-- BEGIN LISTING --

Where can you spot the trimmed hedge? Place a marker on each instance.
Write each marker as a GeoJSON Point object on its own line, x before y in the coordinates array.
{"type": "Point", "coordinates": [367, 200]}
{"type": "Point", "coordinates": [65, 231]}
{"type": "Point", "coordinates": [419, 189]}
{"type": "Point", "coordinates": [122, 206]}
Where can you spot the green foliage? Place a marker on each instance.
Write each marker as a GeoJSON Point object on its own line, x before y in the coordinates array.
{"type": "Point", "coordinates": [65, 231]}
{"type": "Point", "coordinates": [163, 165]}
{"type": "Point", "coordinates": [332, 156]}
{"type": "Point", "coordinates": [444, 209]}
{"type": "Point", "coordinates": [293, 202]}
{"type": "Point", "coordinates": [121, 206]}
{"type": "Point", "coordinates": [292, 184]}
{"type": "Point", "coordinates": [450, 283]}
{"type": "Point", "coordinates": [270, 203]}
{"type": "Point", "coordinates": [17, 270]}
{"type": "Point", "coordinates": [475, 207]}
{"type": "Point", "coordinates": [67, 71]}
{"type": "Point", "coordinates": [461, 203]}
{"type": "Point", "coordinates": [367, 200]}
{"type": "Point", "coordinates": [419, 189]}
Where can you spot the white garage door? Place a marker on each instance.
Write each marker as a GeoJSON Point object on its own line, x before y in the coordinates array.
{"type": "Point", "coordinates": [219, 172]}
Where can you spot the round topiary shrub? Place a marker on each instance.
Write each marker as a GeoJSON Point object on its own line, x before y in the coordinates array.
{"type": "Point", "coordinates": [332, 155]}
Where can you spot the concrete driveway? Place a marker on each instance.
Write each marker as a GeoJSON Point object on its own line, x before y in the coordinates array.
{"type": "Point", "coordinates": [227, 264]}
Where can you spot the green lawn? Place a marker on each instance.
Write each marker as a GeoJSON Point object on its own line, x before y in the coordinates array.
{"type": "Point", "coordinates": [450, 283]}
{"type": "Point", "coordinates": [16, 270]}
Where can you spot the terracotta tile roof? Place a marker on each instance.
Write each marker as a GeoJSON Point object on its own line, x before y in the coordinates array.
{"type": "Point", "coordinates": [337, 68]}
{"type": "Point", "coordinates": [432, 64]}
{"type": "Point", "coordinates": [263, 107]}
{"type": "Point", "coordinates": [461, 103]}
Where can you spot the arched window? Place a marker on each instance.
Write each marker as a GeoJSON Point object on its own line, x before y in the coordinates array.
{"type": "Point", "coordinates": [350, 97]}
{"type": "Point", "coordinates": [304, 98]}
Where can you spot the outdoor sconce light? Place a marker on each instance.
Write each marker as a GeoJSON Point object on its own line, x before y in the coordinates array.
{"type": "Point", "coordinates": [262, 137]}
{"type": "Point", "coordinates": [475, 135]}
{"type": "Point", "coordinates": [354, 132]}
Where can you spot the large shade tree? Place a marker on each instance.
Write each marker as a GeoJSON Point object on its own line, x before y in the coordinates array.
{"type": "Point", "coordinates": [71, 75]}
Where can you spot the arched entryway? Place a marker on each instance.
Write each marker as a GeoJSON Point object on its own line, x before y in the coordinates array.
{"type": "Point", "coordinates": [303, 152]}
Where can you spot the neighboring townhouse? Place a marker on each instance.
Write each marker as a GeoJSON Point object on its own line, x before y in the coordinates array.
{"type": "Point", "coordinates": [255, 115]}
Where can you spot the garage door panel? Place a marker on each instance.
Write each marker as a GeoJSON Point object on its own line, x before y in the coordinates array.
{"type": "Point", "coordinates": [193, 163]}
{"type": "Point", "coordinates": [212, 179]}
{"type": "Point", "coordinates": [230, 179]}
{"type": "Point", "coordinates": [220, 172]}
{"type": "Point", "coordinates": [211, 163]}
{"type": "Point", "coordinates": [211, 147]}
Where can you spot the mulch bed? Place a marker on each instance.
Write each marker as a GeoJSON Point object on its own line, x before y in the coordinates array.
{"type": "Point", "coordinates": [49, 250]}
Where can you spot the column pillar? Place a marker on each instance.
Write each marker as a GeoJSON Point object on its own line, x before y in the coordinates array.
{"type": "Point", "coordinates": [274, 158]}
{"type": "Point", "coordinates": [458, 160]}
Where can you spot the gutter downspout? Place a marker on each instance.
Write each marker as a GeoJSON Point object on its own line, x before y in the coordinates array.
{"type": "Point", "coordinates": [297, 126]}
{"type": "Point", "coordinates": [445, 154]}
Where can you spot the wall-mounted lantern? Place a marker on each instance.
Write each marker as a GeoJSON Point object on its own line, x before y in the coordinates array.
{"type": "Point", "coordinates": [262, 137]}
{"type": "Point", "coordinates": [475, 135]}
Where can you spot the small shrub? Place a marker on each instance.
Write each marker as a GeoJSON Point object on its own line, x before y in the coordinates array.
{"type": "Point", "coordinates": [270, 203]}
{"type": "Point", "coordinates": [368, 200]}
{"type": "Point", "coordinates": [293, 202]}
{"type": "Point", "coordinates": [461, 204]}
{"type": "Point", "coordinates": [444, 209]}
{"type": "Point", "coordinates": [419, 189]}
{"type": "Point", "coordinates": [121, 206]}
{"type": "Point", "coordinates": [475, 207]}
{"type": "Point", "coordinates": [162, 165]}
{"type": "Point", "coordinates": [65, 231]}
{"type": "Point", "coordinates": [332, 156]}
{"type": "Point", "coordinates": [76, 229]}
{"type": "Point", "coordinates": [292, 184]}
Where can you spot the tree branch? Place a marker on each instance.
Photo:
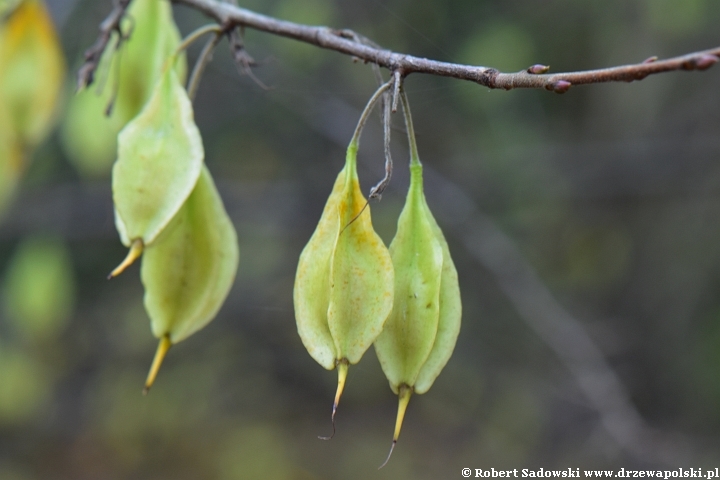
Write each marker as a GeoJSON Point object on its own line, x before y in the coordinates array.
{"type": "Point", "coordinates": [345, 41]}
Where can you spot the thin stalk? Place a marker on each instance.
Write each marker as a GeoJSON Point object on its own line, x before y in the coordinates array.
{"type": "Point", "coordinates": [355, 140]}
{"type": "Point", "coordinates": [414, 157]}
{"type": "Point", "coordinates": [194, 35]}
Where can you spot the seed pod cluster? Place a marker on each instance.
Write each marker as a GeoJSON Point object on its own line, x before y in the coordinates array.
{"type": "Point", "coordinates": [124, 80]}
{"type": "Point", "coordinates": [346, 292]}
{"type": "Point", "coordinates": [168, 210]}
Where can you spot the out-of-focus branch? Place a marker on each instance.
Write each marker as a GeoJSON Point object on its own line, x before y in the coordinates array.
{"type": "Point", "coordinates": [345, 41]}
{"type": "Point", "coordinates": [86, 73]}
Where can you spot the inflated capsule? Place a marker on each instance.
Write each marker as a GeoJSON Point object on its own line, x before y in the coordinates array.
{"type": "Point", "coordinates": [419, 335]}
{"type": "Point", "coordinates": [188, 271]}
{"type": "Point", "coordinates": [160, 155]}
{"type": "Point", "coordinates": [124, 79]}
{"type": "Point", "coordinates": [344, 283]}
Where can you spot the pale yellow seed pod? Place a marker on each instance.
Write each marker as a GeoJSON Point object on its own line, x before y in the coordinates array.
{"type": "Point", "coordinates": [420, 333]}
{"type": "Point", "coordinates": [344, 283]}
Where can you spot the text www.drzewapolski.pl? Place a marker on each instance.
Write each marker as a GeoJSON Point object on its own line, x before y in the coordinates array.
{"type": "Point", "coordinates": [707, 474]}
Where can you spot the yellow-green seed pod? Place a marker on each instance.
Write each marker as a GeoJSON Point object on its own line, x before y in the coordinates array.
{"type": "Point", "coordinates": [11, 162]}
{"type": "Point", "coordinates": [344, 283]}
{"type": "Point", "coordinates": [126, 79]}
{"type": "Point", "coordinates": [188, 271]}
{"type": "Point", "coordinates": [160, 155]}
{"type": "Point", "coordinates": [32, 69]}
{"type": "Point", "coordinates": [420, 333]}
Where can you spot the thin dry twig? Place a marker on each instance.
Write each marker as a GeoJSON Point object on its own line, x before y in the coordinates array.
{"type": "Point", "coordinates": [86, 73]}
{"type": "Point", "coordinates": [349, 43]}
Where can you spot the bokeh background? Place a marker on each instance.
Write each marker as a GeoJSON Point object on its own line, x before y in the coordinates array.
{"type": "Point", "coordinates": [585, 228]}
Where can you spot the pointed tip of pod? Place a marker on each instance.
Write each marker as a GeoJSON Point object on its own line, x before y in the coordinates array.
{"type": "Point", "coordinates": [162, 350]}
{"type": "Point", "coordinates": [342, 367]}
{"type": "Point", "coordinates": [404, 393]}
{"type": "Point", "coordinates": [136, 249]}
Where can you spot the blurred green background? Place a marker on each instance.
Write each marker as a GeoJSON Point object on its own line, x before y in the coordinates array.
{"type": "Point", "coordinates": [585, 228]}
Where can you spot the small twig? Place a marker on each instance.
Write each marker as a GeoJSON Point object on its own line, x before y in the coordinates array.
{"type": "Point", "coordinates": [349, 43]}
{"type": "Point", "coordinates": [377, 190]}
{"type": "Point", "coordinates": [201, 63]}
{"type": "Point", "coordinates": [86, 73]}
{"type": "Point", "coordinates": [243, 61]}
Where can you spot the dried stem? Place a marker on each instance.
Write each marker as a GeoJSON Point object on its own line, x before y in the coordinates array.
{"type": "Point", "coordinates": [86, 73]}
{"type": "Point", "coordinates": [201, 63]}
{"type": "Point", "coordinates": [347, 42]}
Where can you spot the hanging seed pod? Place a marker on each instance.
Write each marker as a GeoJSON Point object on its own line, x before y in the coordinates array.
{"type": "Point", "coordinates": [11, 160]}
{"type": "Point", "coordinates": [344, 283]}
{"type": "Point", "coordinates": [420, 333]}
{"type": "Point", "coordinates": [123, 83]}
{"type": "Point", "coordinates": [160, 155]}
{"type": "Point", "coordinates": [188, 271]}
{"type": "Point", "coordinates": [32, 69]}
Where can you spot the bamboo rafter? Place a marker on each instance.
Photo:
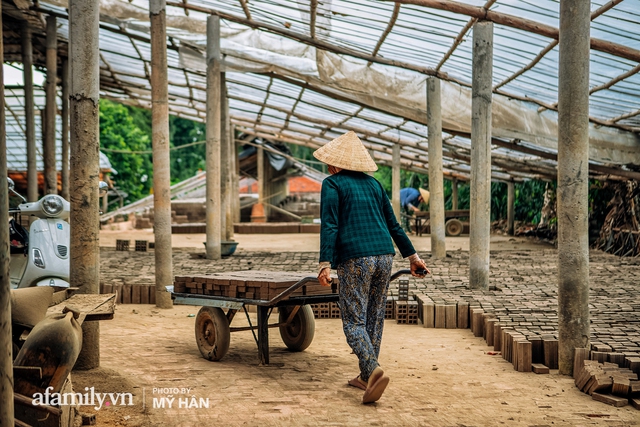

-- END LISTING --

> **OBJECTIVE**
Reproduce everything from the line containing "Where can you spot the blurred" down to the end of the records, including both of those lines. Leave the pictures out of your answer.

> **FINAL ANSWER**
Where can you spot the blurred green background? Place a marker on each instance.
Write each marker as a GeoJSON Point object on its own line, x before y in the coordinates array.
{"type": "Point", "coordinates": [585, 228]}
Where can you spot the small twig? Place a marker on each instance.
Write each marker as a GeoJSON Point object on its own line, x before y in the coordinates array.
{"type": "Point", "coordinates": [349, 43]}
{"type": "Point", "coordinates": [377, 190]}
{"type": "Point", "coordinates": [201, 63]}
{"type": "Point", "coordinates": [86, 73]}
{"type": "Point", "coordinates": [243, 61]}
Where can you spot the dried stem? Place a marker on each instance.
Write each marker as a GeoJSON Point object on its own line, x before y in the coordinates array.
{"type": "Point", "coordinates": [86, 73]}
{"type": "Point", "coordinates": [201, 63]}
{"type": "Point", "coordinates": [347, 42]}
Where can you spot the hanging seed pod? Place a marker on each instance.
Write each marker as a GeoJSON Point object on its own line, x before y in the coordinates array.
{"type": "Point", "coordinates": [11, 160]}
{"type": "Point", "coordinates": [344, 283]}
{"type": "Point", "coordinates": [420, 333]}
{"type": "Point", "coordinates": [123, 83]}
{"type": "Point", "coordinates": [160, 155]}
{"type": "Point", "coordinates": [188, 271]}
{"type": "Point", "coordinates": [32, 69]}
Where can you spot the bamboo rafter? Place a marker on each instance.
Photo:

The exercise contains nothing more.